**SELECTED PASSAGE**
......
Smith also mines the archives for evidence of spectacles and patronage at the local level, including churches' efforts to display the royal arms, for instance, or locally quartered soldiers' roles in enforcing the ban on Highland dress, or in promoting local celebrations of Georgian anniversaries and achievements.   Such work "appears to have been generally undertaken by the officers and men on their own initiative, rather than in response to a directive from the government," Smith claims more than once, though she acknowledges that the kings did order observances and specify the forms they would take, and that even as late as the time of George III there were parishes and individuals who resisted celebrating the Hanoverian monarchy (182).
......
**STATED GOAL A**
Rewrite the rows from the very first one through the line holding "M 304 377 L", inclusive, putting "roasted chicken piece" in place of "glazed chicken piece" and keeping everything else the same. Leave the pictures out.
The passage and the rows have nothing to do with each other.
......
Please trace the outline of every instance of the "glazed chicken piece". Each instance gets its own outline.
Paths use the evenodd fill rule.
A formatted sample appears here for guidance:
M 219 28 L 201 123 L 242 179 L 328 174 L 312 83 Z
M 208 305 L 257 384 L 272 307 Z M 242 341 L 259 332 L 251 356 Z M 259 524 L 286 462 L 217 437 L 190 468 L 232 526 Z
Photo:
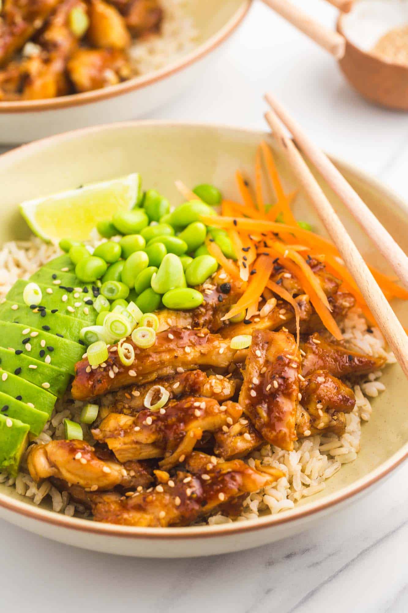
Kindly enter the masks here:
M 164 457 L 159 465 L 167 470 L 191 453 L 203 432 L 227 427 L 241 414 L 235 403 L 220 406 L 213 398 L 189 396 L 171 400 L 158 411 L 145 409 L 134 416 L 110 413 L 92 433 L 119 462 Z
M 153 387 L 151 383 L 131 386 L 113 395 L 102 396 L 102 406 L 98 417 L 106 417 L 110 413 L 133 415 L 143 410 L 146 408 L 144 403 L 146 396 L 153 389 L 155 394 L 150 400 L 150 406 L 152 406 L 161 397 L 160 387 L 168 392 L 170 400 L 181 396 L 205 396 L 218 402 L 224 402 L 233 396 L 236 383 L 235 379 L 227 379 L 221 375 L 207 376 L 202 370 L 187 371 L 166 379 L 158 379 L 154 381 Z
M 140 349 L 134 345 L 135 360 L 126 367 L 118 356 L 117 346 L 109 348 L 105 367 L 92 369 L 87 359 L 77 362 L 72 393 L 77 400 L 86 400 L 126 386 L 141 385 L 159 378 L 170 376 L 184 370 L 200 367 L 216 367 L 225 371 L 233 359 L 240 359 L 240 352 L 232 349 L 219 335 L 208 330 L 184 330 L 170 328 L 159 332 L 155 345 Z
M 90 0 L 87 36 L 94 47 L 123 51 L 132 39 L 125 20 L 117 9 L 104 0 Z
M 91 91 L 129 78 L 131 68 L 126 55 L 112 49 L 78 49 L 67 64 L 77 91 Z
M 304 377 L 315 370 L 327 370 L 335 377 L 366 375 L 380 368 L 386 361 L 383 357 L 373 357 L 329 343 L 317 333 L 301 343 L 300 348 Z
M 34 481 L 49 477 L 63 479 L 91 491 L 145 487 L 152 476 L 138 462 L 119 464 L 101 459 L 96 451 L 83 441 L 51 441 L 33 446 L 27 463 Z
M 207 457 L 208 459 L 211 460 Z M 178 472 L 174 479 L 130 497 L 118 494 L 89 494 L 96 521 L 128 526 L 187 526 L 234 504 L 236 514 L 247 494 L 272 485 L 284 473 L 241 460 L 211 461 L 195 473 Z
M 0 66 L 43 26 L 61 0 L 4 0 L 0 10 Z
......
**STATED GOAL B**
In the passage on Hanoverian spectacles, whose reign still saw parishes and individuals resisting celebrations of the monarchy?

**FINAL RESULT A**
Please trace the outline of every instance of the "roasted chicken piece". Each instance gets its own outline.
Paths use the evenodd fill rule.
A formatted sample appears here for guidance:
M 219 28 L 201 123 L 242 179 L 328 174 L 312 83 Z
M 208 305 L 257 384 L 272 307 Z M 242 341 L 259 332 L 251 356 Z M 259 524 L 286 462 L 217 437 L 190 468 L 232 526 Z
Photo:
Kindly enter the masks here:
M 164 457 L 159 465 L 167 470 L 191 453 L 203 432 L 227 427 L 241 414 L 235 403 L 220 406 L 213 398 L 189 396 L 171 400 L 158 411 L 145 409 L 134 416 L 110 413 L 92 433 L 119 462 Z
M 153 387 L 151 383 L 131 386 L 113 395 L 102 396 L 102 406 L 98 417 L 106 417 L 110 413 L 133 415 L 143 410 L 146 408 L 144 403 L 146 396 L 153 389 L 155 394 L 150 400 L 150 406 L 152 406 L 161 397 L 160 387 L 168 392 L 170 400 L 181 396 L 205 396 L 218 402 L 224 402 L 233 396 L 236 383 L 235 379 L 227 379 L 221 375 L 207 376 L 202 370 L 187 371 L 166 379 L 158 379 L 154 381 Z
M 140 349 L 134 345 L 135 360 L 126 367 L 118 356 L 117 346 L 109 348 L 105 367 L 92 369 L 87 359 L 77 362 L 72 393 L 77 400 L 86 400 L 126 386 L 141 385 L 159 378 L 170 376 L 184 370 L 200 367 L 216 367 L 225 371 L 233 359 L 240 359 L 240 352 L 232 349 L 219 335 L 208 330 L 184 330 L 170 328 L 159 332 L 155 345 Z
M 90 0 L 87 36 L 94 47 L 123 51 L 132 39 L 125 20 L 117 9 L 104 0 Z
M 91 91 L 129 78 L 131 68 L 126 55 L 112 49 L 78 49 L 67 64 L 77 91 Z
M 304 377 L 315 370 L 327 370 L 335 377 L 366 375 L 380 368 L 386 361 L 383 357 L 373 357 L 329 343 L 317 333 L 301 343 L 300 348 Z

**FINAL RESULT B**
George III's.